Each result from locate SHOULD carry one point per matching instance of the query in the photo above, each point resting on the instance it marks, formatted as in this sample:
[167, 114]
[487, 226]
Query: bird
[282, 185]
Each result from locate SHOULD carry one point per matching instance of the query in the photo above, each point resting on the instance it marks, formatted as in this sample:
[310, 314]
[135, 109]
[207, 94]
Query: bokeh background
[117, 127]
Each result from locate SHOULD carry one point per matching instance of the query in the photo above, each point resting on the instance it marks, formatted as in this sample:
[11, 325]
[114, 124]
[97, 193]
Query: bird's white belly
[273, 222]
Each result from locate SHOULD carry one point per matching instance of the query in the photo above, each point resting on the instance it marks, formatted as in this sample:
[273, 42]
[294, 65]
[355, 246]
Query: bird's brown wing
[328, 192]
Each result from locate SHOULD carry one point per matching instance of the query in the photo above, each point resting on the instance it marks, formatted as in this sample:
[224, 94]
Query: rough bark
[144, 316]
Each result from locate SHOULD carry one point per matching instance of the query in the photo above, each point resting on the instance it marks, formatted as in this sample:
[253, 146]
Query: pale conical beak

--

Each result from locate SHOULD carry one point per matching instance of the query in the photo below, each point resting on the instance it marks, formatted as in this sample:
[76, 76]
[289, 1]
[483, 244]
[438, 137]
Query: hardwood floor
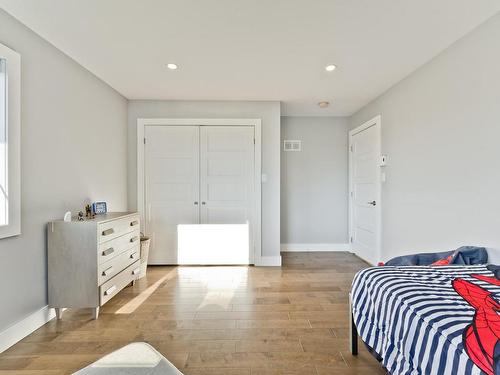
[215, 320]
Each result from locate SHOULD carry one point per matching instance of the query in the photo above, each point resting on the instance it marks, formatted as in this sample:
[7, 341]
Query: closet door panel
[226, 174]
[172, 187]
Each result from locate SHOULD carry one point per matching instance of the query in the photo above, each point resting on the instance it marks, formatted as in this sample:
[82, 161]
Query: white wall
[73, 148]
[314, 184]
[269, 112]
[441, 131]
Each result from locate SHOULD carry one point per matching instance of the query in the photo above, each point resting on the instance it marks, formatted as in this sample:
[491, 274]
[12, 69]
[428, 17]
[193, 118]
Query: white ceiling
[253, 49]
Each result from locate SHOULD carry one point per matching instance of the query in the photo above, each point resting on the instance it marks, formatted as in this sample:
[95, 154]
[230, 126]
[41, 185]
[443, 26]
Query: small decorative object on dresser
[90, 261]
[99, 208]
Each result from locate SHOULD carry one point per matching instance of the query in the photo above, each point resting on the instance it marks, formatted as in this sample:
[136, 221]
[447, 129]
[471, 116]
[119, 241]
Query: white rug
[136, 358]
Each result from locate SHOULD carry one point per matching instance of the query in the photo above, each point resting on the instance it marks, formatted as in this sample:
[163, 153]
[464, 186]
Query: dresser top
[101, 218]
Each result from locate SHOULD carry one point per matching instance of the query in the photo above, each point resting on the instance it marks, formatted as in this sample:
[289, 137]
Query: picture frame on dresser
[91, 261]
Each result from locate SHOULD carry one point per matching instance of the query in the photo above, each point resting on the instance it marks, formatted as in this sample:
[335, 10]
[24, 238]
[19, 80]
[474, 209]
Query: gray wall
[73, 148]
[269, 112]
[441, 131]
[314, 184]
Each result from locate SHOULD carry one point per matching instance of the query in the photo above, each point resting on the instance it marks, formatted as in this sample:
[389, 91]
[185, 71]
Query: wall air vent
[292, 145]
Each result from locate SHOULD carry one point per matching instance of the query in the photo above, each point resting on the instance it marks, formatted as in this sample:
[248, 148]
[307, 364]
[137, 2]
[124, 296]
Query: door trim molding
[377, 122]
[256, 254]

- [The task] Please locate every line in the items above that contains the string "dresser", and copy each of those lines in full. Case counts.

- [Full solution]
Query: small decorative object on dresser
Query: dresser top
Query: picture frame on dresser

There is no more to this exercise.